_READING TEXT_.
━━━━━━━━━━

We have a server 2003 R2 standard (which I'll refer to as SRV01) that's knocking on a bit now, but it still acts as a file, print and SQL server on our company's network. SRV01 hosts user profiles, home directories and pretty much all our business data. Note our AD is currently at 2008 R2 level.
This server is due to be upgraded in the next 12 months, but I've no budget to spend on it just yet.
A bit of history of this server follows:
When SRV01 was first commissioned, it acted as a domain controller (with the same 2003 R2 install it has today), paired with another server that ran Server 2003 R2 SBS.
A few years ago, we purchased a pair of dedicated DCs (2008 R2) and at this point we decommissioned the 2003 SBS server, and SRV01 was DCPROMOed out of the AD.
Up until very recently, SRV01 used to run Exchange 2003, however we've recently purchased a dedicated server for Exchange 2010 and upgraded (following Microsoft recommended upgrade path). Exchange 2003 was recently uninstalled. - Cleanly to the best of my knowledge.

━━━━━━━━━━

_EXERCISE TASKS_.
**A)** Rewrite the part of the post about the aging file server starting with "A bit of history" and going on through "of my knowledge.", switching "SRV01" to "FILESRV".
**B)** Pick up the post about the aging file server after its last sentence and continue it.

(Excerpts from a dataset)
━━━━━━━━━━

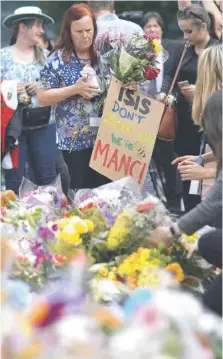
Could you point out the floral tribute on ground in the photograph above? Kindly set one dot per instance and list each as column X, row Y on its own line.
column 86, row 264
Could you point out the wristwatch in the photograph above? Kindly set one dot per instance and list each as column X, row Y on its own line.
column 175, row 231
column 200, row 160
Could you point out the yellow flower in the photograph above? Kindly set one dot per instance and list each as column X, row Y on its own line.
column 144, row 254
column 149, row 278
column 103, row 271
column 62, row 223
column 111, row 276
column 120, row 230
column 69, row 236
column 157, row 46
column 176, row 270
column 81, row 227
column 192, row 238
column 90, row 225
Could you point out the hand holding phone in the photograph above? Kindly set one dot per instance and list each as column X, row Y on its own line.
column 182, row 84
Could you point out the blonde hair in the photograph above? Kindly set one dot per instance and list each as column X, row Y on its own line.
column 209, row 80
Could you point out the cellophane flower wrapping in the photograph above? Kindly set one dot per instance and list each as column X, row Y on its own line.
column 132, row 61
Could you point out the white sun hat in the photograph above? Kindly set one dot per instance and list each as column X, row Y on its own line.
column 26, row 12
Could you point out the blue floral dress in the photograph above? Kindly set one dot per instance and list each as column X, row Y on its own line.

━━━━━━━━━━

_RESULTS FOR EACH TASK_.
**A)**
A bit of history of this server follows:
When FILESRV was first commissioned, it acted as a domain controller (with the same 2003 R2 install it has today), paired with another server that ran Server 2003 R2 SBS.
A few years ago, we purchased a pair of dedicated DCs (2008 R2) and at this point we decommissioned the 2003 SBS server, and FILESRV was DCPROMOed out of the AD.
Up until very recently, FILESRV used to run Exchange 2003, however we've recently purchased a dedicated server for Exchange 2010 and upgraded (following Microsoft recommended upgrade path). Exchange 2003 was recently uninstalled. - Cleanly to the best of my knowledge.

**B)**
Ever since Exchange was removed from SRV01, I'm finding that after a few days of uptime, when I attempt to logon, pressing CTRL-ALT-DEL just hides the Welcome to Windows Server 2003 banner, and never presents the logon dialog. All I see is a moveable mouse pointer and a blank background.
It's a similar story with an admin TS session, the RDP client connects and gives me a blank background, but no logon dialog is presented. The RDP session indefinitely hangs until I give up and close it.
The only way I've been able to gain access to the server is to pull the plug on it. Whilst the server does have a battery backed up RAID 5 controller, I'm unhappy about having to do this, so as a temporary measure, I've created a scheduled job to reboot SRV01 each night.
Not only do I not like the idea of scheduling a reboot of a server like this, but it is also causing problems for users that leave desktop PCs left logged on overnight. Users complain of 'Delayed Write Failures', and there has also been a number of users that have started to complain about account lockout problems, as well as users not able to connect to shares on SRV01 until they reboot their desktop PCs.
I've examined event logs on SRV01 and on the DCs looking for clues as to what the problem is, but there really is nothing untoward being logged. How could I being to investigate this problem when nothing of any relevance is being logged? Is there some additional logging that can be enabled that might give some clues as to what could be causing this problem? Could performance monitor help me out here, and if so, what counters would you consider monitoring?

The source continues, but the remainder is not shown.